## TASK REQUIREMENTS
Can you render the records below, from the line containing "of diver in" through the line containing "left=417, top=38, right=527, bottom=366", as a JSON list of strings with one string per line, leaving out blank lines and including nothing outside that stretch?

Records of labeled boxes
— begin —
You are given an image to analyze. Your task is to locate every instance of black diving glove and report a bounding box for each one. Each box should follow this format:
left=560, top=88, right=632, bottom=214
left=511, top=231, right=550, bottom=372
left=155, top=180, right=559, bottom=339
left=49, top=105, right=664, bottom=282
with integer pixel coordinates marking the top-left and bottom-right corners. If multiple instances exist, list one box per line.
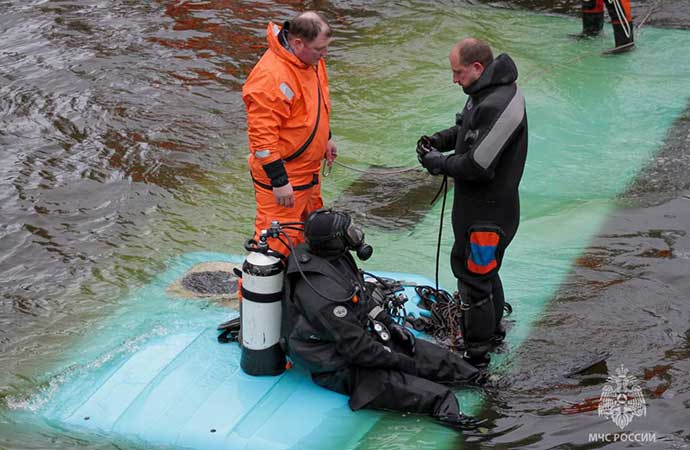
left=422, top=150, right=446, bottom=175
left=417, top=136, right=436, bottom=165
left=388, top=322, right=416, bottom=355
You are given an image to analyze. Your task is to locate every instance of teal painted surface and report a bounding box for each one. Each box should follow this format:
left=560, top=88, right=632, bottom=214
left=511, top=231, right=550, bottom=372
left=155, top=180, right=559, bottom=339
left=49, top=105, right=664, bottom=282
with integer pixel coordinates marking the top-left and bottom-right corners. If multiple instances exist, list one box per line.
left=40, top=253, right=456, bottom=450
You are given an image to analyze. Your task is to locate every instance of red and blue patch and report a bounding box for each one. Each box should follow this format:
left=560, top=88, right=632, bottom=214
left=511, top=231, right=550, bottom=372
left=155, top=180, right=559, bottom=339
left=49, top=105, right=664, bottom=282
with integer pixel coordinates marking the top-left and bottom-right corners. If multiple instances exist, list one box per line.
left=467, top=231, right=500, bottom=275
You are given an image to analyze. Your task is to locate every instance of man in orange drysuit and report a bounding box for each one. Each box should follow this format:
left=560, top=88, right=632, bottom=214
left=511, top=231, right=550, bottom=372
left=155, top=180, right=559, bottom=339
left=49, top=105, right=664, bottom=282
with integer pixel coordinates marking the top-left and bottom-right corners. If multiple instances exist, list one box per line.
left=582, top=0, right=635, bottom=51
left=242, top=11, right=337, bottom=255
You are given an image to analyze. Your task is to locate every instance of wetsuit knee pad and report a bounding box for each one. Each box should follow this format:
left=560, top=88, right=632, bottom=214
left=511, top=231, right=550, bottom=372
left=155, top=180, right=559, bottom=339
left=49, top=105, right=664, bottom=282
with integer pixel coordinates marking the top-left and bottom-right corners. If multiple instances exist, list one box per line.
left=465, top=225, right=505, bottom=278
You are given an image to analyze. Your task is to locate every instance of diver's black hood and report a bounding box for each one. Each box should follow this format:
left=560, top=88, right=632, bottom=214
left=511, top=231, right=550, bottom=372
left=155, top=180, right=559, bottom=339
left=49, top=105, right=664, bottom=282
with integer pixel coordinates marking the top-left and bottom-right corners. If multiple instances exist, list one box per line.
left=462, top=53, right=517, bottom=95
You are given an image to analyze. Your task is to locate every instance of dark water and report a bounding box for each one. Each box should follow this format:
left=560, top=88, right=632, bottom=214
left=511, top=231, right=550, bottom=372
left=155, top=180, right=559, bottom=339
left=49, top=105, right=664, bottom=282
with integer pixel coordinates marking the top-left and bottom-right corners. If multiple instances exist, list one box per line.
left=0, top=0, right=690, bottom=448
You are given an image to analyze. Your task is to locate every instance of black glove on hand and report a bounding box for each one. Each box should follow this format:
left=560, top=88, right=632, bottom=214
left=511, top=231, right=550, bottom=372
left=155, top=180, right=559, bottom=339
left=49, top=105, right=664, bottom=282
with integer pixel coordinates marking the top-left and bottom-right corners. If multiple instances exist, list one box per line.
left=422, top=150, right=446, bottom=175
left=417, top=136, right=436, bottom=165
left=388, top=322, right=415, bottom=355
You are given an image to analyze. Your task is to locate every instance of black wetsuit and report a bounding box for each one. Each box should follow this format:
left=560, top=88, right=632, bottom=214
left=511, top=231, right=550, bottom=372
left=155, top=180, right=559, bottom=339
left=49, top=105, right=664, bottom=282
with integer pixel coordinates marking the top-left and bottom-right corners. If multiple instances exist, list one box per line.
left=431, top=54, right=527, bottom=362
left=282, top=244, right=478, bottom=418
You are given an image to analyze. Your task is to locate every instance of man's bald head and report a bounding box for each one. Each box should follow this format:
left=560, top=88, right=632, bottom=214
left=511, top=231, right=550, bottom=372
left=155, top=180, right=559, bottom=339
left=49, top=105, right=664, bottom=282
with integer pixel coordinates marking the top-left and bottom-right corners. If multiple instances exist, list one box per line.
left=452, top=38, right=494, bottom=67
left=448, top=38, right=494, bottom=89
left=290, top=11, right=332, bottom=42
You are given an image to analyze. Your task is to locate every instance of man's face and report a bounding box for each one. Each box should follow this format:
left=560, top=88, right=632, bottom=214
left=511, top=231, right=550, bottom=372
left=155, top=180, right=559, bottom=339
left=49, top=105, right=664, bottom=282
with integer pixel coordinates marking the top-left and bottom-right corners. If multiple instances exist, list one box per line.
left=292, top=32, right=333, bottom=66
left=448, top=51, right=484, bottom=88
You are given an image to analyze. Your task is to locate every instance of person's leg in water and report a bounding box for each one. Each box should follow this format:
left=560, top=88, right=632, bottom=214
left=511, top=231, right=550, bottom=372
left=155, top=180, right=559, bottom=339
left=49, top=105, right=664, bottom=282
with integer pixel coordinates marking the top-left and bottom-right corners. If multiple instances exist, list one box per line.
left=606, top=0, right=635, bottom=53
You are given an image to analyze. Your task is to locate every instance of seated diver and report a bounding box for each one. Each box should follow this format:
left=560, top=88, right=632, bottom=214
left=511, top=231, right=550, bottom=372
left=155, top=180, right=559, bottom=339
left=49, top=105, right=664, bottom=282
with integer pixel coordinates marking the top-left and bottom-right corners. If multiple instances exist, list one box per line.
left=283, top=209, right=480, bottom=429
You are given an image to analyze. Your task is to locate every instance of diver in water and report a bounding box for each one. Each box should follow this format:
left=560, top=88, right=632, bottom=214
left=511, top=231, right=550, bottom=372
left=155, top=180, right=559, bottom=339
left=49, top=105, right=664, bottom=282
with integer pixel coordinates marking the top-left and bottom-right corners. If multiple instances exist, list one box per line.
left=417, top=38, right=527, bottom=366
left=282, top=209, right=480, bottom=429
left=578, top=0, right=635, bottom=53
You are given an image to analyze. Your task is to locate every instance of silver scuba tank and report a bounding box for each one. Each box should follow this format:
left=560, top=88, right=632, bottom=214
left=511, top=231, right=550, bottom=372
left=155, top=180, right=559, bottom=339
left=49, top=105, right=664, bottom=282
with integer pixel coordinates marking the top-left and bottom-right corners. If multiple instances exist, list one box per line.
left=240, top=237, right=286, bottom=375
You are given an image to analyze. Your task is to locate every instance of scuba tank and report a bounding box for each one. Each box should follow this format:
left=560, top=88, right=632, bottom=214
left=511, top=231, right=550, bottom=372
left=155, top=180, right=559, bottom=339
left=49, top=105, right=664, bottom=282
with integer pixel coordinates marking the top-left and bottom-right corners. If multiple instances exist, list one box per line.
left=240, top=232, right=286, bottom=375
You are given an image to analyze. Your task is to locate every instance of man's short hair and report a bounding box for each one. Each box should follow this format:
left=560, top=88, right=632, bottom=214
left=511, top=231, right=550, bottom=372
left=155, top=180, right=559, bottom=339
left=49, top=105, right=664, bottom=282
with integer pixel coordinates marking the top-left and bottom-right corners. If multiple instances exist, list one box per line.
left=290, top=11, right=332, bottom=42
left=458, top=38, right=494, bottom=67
— end —
— begin —
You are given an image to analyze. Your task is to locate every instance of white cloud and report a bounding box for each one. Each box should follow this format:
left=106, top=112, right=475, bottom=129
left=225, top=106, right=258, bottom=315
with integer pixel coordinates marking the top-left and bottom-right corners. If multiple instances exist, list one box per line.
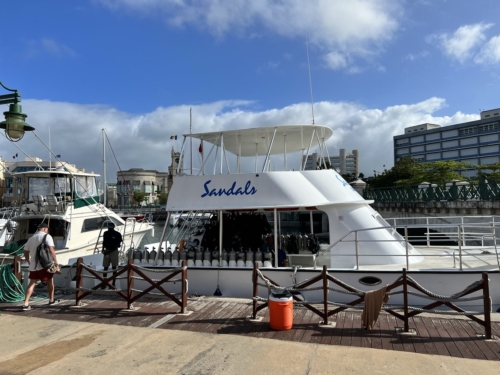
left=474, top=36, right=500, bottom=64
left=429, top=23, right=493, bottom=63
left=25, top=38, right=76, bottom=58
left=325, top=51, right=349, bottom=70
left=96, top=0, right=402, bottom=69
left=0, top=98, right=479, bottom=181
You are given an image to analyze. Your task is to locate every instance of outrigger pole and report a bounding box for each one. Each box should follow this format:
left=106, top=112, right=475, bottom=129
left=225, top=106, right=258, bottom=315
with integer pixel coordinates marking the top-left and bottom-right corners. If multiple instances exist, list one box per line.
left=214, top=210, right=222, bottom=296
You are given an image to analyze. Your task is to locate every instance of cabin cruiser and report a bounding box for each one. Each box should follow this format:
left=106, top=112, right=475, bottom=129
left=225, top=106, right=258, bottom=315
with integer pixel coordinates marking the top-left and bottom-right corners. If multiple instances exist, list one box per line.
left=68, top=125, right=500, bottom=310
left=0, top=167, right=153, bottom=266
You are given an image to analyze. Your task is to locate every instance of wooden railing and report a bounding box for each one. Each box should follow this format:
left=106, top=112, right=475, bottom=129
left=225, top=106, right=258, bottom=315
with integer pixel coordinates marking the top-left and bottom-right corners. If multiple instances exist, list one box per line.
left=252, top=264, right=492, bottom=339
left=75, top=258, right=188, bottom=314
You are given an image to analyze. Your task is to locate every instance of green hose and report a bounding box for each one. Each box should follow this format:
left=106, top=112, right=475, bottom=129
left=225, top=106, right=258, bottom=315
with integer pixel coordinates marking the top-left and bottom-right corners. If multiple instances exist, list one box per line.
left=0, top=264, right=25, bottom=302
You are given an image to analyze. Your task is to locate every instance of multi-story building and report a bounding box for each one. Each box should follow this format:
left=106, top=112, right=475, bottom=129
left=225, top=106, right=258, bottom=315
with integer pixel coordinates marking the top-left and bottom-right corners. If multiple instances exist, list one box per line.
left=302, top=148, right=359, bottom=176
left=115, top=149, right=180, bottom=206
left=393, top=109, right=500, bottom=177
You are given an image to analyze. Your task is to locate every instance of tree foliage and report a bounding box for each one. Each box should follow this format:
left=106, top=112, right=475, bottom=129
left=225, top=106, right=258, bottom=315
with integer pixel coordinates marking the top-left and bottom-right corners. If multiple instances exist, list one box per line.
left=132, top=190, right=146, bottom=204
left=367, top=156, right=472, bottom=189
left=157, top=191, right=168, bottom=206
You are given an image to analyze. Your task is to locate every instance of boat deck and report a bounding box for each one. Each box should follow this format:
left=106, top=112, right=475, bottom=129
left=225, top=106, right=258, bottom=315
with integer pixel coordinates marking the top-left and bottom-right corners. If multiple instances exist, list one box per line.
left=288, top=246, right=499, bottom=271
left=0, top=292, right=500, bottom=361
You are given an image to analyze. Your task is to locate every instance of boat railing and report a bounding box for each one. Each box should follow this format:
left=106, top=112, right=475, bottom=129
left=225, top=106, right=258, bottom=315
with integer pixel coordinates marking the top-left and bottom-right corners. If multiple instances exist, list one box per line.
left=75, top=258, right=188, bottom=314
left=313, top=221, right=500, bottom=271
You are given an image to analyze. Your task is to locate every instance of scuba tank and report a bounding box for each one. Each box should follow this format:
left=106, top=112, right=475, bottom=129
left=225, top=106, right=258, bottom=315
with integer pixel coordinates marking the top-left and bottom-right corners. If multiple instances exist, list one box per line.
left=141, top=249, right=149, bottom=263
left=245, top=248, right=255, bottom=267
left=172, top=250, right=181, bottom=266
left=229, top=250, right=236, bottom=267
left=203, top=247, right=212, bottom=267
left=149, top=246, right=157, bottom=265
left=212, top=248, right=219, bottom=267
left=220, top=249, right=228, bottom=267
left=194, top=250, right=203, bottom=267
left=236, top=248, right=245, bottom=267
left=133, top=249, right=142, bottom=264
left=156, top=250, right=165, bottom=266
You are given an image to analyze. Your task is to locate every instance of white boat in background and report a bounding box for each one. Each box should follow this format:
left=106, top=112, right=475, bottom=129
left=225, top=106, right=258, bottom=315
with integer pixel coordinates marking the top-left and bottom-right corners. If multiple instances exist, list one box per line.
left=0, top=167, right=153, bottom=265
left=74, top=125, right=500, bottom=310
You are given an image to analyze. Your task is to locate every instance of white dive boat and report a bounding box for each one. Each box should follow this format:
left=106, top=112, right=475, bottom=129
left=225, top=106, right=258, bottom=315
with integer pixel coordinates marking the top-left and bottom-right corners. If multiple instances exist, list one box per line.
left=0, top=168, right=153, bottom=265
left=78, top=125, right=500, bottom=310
— end —
## WRITTEN RESPONSE
[
  "You are given an image to analyze. Your task is to locate every instance of diver in water and report a bounding box for each one. Each box should follow this format:",
  "left=560, top=88, right=632, bottom=214",
  "left=511, top=231, right=550, bottom=372",
  "left=155, top=180, right=559, bottom=339",
  "left=49, top=105, right=664, bottom=282",
  "with integer pixel coordinates marking the top-left and bottom-right corners. If multiple instances exist, list one box per line.",
  "left=417, top=38, right=527, bottom=366"
]